## GIVEN DATA
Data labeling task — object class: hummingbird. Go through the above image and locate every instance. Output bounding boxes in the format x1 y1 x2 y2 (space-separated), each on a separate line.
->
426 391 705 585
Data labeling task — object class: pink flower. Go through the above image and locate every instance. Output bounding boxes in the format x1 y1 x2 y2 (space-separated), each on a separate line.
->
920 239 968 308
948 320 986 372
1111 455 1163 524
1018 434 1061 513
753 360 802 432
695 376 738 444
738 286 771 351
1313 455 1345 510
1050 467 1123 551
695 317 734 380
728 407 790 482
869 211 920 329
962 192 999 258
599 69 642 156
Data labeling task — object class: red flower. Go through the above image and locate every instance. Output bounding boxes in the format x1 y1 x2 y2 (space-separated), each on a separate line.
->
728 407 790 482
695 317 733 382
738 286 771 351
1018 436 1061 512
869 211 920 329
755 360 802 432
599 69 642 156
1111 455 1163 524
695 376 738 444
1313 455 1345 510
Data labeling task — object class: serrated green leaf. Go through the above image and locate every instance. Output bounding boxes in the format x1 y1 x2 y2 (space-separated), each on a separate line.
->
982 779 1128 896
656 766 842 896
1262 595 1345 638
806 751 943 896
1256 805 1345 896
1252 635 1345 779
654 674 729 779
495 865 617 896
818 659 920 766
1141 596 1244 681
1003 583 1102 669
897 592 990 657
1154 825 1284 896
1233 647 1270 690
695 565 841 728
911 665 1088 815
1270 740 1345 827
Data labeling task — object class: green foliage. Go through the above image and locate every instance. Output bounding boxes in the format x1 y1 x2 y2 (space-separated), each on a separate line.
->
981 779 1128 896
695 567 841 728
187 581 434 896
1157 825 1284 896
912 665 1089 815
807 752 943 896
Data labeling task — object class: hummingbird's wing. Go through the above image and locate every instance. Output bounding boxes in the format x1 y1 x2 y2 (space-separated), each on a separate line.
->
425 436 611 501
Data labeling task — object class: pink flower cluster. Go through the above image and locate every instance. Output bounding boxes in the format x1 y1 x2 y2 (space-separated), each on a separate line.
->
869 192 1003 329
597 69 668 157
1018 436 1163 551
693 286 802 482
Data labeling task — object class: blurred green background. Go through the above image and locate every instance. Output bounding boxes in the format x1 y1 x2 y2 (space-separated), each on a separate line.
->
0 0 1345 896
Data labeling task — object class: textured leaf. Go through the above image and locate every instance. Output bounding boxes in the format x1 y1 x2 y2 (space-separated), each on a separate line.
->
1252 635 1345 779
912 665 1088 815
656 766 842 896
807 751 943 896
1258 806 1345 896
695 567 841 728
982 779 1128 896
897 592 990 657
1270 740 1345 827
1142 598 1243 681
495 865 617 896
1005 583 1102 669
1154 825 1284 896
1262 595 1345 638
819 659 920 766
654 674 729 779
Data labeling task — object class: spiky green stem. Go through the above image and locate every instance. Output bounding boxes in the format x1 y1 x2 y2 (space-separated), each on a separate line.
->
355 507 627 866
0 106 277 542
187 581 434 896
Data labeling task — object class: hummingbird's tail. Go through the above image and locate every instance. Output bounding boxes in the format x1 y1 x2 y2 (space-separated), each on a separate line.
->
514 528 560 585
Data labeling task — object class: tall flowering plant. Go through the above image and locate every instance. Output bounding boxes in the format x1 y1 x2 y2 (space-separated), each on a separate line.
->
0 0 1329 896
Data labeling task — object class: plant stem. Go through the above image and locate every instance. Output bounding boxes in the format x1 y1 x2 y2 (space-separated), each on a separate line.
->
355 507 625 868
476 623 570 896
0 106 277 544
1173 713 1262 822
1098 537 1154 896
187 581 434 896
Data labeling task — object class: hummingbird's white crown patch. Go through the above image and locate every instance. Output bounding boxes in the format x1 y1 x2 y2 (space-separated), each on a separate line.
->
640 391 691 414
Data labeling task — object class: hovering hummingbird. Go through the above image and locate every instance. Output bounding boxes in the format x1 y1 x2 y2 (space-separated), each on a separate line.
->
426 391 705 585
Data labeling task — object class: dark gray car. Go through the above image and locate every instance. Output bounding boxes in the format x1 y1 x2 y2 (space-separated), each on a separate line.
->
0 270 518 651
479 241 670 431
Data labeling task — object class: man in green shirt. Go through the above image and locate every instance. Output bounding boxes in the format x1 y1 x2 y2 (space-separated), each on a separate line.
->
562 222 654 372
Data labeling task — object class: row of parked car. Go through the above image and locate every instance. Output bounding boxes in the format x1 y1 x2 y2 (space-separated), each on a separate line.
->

## GOAL
Copy out every one of the lines above word for word, keeping each character and line break unchanged.

## EXERCISE SOLUTION
Data labeling task — object class: hummingbird. Go through the above image and locate every instance. Output bounding boxes in the format x1 y1 x2 y2 (space-separated), each on a separate line.
->
426 391 705 585
Data labeling task — object class: pink flower. Go through the above image and locate every instance. Output bounding boxes in the format x1 y1 x2 y2 (space-separated), each on a separate line.
->
920 239 968 308
948 320 986 372
1111 455 1163 524
1018 434 1061 513
753 360 802 432
695 376 738 444
738 286 771 351
1313 455 1345 510
1050 467 1123 551
695 317 734 380
728 407 790 482
869 211 920 329
962 192 999 258
599 69 642 156
Data labeling task — object class: red flower. Go through the above image and locate every instance. Output bounding boxes in the format x1 y1 x2 y2 (space-separated), each on a separate line.
->
728 407 790 482
695 317 733 382
738 286 771 351
1018 436 1061 512
869 211 920 329
755 360 802 432
599 69 642 156
1111 455 1163 524
695 376 738 444
1313 455 1345 510
Data labeling task — object class: serrated green leaf. Go through the above image and locate every instance. Output bounding boxes in the format x1 y1 x2 y2 (space-separated), each on a separate line.
->
982 779 1128 896
656 766 842 896
1262 595 1345 638
806 751 943 896
1256 805 1345 896
1252 635 1345 779
654 674 729 779
495 865 617 896
818 659 920 766
1141 596 1244 681
1003 583 1102 669
897 592 990 657
1154 825 1284 896
1233 647 1270 690
695 565 841 728
911 665 1088 815
1270 740 1345 827
Data labeling task — object class: green foliage. Go through the above image and locate every instance. Output bounding boxes in the format x1 y1 x2 y2 (space-separated), each on a separate line.
->
981 779 1128 896
695 567 841 728
187 581 434 896
1157 825 1284 896
912 665 1089 815
807 752 943 896
Data labeling task — object class: hummingbird's wing. Go through the above image and locate every instance. Output bounding boxes in the format x1 y1 x2 y2 (space-separated), each on a separate line.
->
425 436 611 501
Data labeling task — object class: pink flower cluster. Go through the above image and locate every instance. Output bounding boxes in the format x1 y1 x2 y2 (space-separated), each on a separate line.
->
869 192 1003 329
597 69 668 157
1018 436 1163 551
693 286 802 482
Data labeling task — object class: blurred green background. Go through the above image and locate every instance. Output bounding boxes in the format x1 y1 x2 y2 (space-separated), each on a separate line.
->
0 0 1345 896
Data labeling task — object class: textured leaf. Go through the above image and locate every instance. Output bounding boxes in the format x1 y1 x2 y2 (space-separated), each on a separate line.
->
1252 635 1345 779
912 665 1088 815
656 766 842 896
807 751 943 896
1258 806 1345 896
695 567 841 728
982 779 1128 896
897 592 990 657
1270 740 1345 827
1142 598 1243 681
495 865 617 896
1005 583 1102 669
1154 825 1284 896
1262 595 1345 638
819 659 920 766
654 674 729 779
Data labeling task — object class: spiky green stem. Go through the above image and locate every instance. Output bounding boxes in the format x1 y1 x2 y2 (space-separated), each on a separate line.
->
355 507 627 866
0 106 277 542
187 581 434 896
Data labeling task — object class: hummingbird's tail. Go through the above image and locate every instance. Output bounding boxes in the format x1 y1 x2 y2 (space-separated), each on a separate line.
->
514 528 560 585
Data labeling task — object class: tall flowering plant. Go through the above image and locate every instance. Output bounding boxes in the format x1 y1 x2 y2 (space-separated), each on a separate line.
->
0 0 1329 896
Data labeling task — object class: plant stem. Go through the above image and locate every instance. Output bounding boxes in the format x1 y1 x2 y2 (space-separated), each on a separate line.
->
355 507 625 868
476 623 570 896
0 106 277 544
1173 713 1262 822
1098 537 1154 896
187 581 434 896
Data labeling task — object class: hummingbird's white crown patch. Go through the above image and locate every instance. Output bounding boxes in the format x1 y1 x2 y2 (space-separated), each on a separate line.
->
640 391 691 414
Data labeling task — object class: hovering hummingbird. Go through the above image and locate every instance. Output bounding boxes in the format x1 y1 x2 y2 (space-separated), each on a separate line.
->
426 391 705 585
Data labeling task — object class: dark gray car. Go through the above image and locate every instance. Output bounding boxes in the format x1 y1 x2 y2 (space-separated), each on a separate line.
->
0 270 518 651
479 241 670 431
Data labeling task — object class: man in green shirt. Go through the above image and locate every instance. Output bounding boxes in the format x1 y1 x2 y2 (space-separated), each on a separate line.
->
562 222 654 372
Data labeling task — object class: row of parked car. Go through the above image and locate every instance. Output bounding boxes in the format x1 y1 x2 y2 (space-separated), each on a separate line.
->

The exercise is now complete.